- Data provided:
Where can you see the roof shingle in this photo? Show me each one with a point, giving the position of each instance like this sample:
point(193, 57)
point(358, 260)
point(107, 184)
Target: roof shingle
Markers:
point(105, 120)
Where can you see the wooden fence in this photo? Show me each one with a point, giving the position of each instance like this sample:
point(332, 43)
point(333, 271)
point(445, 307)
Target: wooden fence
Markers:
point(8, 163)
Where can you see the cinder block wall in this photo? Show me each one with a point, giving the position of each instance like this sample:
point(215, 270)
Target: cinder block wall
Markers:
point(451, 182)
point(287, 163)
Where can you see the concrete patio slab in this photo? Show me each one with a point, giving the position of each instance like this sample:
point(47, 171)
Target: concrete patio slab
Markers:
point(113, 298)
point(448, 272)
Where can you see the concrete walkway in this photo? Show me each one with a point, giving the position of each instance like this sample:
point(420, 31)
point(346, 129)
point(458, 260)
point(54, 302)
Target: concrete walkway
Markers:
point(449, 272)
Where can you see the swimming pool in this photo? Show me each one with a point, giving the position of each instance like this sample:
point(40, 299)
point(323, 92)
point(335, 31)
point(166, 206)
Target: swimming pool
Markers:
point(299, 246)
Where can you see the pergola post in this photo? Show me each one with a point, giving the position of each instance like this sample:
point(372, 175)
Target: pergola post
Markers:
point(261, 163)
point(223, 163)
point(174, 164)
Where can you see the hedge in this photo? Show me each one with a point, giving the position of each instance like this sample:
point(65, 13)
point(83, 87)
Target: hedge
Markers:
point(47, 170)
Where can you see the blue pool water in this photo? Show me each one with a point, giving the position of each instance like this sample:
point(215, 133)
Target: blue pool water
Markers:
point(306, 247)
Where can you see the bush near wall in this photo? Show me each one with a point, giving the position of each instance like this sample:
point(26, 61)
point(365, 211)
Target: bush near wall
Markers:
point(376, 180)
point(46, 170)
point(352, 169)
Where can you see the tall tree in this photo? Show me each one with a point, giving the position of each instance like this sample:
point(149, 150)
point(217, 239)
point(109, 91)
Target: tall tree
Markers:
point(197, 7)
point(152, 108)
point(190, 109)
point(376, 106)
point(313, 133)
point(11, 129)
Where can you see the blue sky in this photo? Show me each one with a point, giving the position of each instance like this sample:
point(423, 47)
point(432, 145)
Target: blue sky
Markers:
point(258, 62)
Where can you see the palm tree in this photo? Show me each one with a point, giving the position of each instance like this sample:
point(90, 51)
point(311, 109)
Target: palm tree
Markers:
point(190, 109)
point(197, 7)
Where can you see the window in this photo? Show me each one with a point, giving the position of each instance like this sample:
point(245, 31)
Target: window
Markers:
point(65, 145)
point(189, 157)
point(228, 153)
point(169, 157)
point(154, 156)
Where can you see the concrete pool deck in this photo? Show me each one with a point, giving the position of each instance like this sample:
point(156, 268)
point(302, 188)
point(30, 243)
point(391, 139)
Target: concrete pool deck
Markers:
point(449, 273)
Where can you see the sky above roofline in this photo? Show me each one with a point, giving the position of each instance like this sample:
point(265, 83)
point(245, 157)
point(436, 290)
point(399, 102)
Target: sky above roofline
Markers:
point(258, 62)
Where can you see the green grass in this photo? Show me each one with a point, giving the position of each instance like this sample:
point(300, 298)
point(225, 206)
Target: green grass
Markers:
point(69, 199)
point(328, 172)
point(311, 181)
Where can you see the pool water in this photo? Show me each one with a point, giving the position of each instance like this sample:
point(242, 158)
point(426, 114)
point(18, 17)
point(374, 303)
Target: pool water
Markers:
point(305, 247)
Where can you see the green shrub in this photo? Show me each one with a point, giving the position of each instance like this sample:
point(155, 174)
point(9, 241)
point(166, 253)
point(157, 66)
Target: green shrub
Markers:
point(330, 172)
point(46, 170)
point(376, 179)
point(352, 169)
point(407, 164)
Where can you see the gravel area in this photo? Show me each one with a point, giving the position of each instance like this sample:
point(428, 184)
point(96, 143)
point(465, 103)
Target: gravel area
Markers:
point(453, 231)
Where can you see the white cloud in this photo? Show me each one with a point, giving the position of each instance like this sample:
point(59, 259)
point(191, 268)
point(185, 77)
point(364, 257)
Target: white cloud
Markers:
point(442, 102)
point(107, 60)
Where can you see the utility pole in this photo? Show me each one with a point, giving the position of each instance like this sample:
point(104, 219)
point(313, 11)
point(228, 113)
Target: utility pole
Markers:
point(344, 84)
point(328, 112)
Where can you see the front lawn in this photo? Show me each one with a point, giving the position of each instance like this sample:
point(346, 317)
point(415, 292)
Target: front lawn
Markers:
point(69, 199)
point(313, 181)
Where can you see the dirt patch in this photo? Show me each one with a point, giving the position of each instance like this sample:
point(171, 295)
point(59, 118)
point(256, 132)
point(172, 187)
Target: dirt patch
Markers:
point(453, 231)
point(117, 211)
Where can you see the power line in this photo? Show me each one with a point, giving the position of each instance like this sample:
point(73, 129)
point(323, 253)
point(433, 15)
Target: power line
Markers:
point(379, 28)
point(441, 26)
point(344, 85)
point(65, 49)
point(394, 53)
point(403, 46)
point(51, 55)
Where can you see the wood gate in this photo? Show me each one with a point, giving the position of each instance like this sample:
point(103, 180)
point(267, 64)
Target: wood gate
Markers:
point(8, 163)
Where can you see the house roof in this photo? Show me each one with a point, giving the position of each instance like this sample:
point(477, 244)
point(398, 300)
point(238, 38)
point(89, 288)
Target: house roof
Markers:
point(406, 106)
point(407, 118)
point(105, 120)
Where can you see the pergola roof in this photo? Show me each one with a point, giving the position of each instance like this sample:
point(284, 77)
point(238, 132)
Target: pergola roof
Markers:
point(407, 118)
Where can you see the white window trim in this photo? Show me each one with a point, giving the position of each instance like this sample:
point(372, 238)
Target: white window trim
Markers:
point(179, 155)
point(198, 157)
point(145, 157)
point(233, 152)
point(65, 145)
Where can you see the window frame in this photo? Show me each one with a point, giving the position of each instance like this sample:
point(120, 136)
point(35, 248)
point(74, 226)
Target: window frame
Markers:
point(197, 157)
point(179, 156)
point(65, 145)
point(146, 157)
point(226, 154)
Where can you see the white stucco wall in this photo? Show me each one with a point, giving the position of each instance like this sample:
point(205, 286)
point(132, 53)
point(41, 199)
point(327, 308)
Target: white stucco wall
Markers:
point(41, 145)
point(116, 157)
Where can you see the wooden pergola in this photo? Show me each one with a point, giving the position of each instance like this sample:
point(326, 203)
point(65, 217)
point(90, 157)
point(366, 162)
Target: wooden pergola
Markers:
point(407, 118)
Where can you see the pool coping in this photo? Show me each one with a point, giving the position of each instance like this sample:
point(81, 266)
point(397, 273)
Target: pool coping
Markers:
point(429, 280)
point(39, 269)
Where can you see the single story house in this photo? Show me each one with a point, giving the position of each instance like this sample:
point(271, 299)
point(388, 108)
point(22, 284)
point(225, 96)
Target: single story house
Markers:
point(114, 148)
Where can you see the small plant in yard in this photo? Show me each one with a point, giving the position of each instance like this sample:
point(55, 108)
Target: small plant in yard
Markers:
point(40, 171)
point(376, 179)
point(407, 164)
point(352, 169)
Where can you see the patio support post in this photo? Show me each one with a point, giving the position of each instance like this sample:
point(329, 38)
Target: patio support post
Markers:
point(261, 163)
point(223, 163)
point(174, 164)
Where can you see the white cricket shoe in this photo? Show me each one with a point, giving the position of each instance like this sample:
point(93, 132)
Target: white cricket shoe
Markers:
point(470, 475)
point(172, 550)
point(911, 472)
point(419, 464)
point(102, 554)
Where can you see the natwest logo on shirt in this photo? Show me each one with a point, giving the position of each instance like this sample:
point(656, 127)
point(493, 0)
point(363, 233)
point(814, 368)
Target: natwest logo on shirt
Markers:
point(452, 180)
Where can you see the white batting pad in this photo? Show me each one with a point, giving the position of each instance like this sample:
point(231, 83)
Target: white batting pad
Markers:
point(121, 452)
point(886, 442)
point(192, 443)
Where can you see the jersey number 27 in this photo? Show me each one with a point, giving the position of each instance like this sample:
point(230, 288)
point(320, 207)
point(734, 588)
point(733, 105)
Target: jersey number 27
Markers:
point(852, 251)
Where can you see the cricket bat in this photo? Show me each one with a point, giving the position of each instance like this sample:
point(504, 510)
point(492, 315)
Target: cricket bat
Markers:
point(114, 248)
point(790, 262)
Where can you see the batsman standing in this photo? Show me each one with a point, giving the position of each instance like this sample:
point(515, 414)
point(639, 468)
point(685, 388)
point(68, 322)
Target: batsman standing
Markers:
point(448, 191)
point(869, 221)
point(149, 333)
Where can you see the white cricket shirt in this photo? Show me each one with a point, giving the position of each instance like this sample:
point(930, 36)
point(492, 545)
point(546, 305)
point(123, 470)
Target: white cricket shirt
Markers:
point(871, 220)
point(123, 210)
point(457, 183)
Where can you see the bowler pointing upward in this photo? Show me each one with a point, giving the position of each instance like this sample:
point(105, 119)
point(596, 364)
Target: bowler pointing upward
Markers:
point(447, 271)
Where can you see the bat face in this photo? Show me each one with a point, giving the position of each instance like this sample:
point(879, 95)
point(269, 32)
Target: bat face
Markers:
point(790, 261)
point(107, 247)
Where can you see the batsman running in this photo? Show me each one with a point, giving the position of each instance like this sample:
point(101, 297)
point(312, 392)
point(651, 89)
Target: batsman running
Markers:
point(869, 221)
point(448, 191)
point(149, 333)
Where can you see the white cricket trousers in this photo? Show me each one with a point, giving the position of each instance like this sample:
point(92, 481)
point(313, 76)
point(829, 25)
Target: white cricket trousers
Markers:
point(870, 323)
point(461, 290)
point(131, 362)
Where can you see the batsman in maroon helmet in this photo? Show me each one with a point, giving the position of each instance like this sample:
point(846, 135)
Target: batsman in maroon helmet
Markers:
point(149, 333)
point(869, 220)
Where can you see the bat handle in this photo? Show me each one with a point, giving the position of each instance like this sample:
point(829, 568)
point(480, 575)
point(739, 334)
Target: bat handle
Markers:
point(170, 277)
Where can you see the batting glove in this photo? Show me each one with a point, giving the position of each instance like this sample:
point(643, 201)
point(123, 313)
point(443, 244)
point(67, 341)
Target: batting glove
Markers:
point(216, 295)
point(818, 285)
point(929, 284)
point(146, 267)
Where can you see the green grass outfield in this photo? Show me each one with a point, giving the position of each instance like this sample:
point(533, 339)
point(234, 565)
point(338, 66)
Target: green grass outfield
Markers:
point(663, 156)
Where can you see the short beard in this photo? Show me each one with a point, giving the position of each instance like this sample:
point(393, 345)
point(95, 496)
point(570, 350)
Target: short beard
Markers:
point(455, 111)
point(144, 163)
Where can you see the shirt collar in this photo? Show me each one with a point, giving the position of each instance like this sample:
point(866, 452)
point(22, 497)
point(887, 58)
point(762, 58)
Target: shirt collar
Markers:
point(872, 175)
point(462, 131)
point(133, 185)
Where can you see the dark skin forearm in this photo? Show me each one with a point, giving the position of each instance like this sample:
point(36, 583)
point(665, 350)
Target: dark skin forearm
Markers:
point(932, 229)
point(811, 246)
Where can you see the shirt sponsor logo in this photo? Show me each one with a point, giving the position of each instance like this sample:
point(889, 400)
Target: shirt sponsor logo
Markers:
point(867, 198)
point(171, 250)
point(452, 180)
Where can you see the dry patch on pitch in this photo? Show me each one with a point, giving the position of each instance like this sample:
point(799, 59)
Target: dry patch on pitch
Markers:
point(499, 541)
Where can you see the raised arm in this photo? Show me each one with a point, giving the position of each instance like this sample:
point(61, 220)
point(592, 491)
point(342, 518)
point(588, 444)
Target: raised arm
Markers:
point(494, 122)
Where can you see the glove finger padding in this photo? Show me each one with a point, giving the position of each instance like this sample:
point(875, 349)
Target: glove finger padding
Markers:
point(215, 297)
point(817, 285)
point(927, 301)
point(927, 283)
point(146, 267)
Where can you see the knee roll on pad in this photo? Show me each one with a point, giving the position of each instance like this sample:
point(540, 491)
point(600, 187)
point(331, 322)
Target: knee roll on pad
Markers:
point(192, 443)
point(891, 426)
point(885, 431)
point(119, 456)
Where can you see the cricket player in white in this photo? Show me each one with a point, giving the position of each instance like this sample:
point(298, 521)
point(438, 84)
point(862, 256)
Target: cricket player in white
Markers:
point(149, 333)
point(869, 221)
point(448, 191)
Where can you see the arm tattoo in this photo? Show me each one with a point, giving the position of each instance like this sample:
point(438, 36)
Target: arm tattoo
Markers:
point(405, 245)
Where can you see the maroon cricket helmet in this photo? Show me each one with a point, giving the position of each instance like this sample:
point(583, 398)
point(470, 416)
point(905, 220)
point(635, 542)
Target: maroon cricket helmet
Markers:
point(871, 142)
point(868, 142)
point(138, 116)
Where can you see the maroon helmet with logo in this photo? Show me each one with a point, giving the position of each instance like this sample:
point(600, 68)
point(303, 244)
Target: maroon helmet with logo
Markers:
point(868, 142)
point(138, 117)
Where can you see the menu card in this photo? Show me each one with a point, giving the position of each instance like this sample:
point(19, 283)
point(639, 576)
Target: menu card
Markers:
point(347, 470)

- Written instruction:
Reproduce word for word the lines of the listing above, starting at the line that contains "Where can you see the maroon helmet" and ending at the final line of the listing, with both of those lines included.

- Completed exercise:
Where can you see the maroon helmet with logo in this photo? Show me each one with a point, giving the position of each instance like this sample:
point(600, 68)
point(303, 244)
Target: maroon helmet with logo
Markers:
point(868, 142)
point(138, 117)
Where can you see the menu card in this photo? Show me each one with a point, giving the position of each instance like this sample:
point(19, 283)
point(639, 576)
Target: menu card
Markers:
point(347, 470)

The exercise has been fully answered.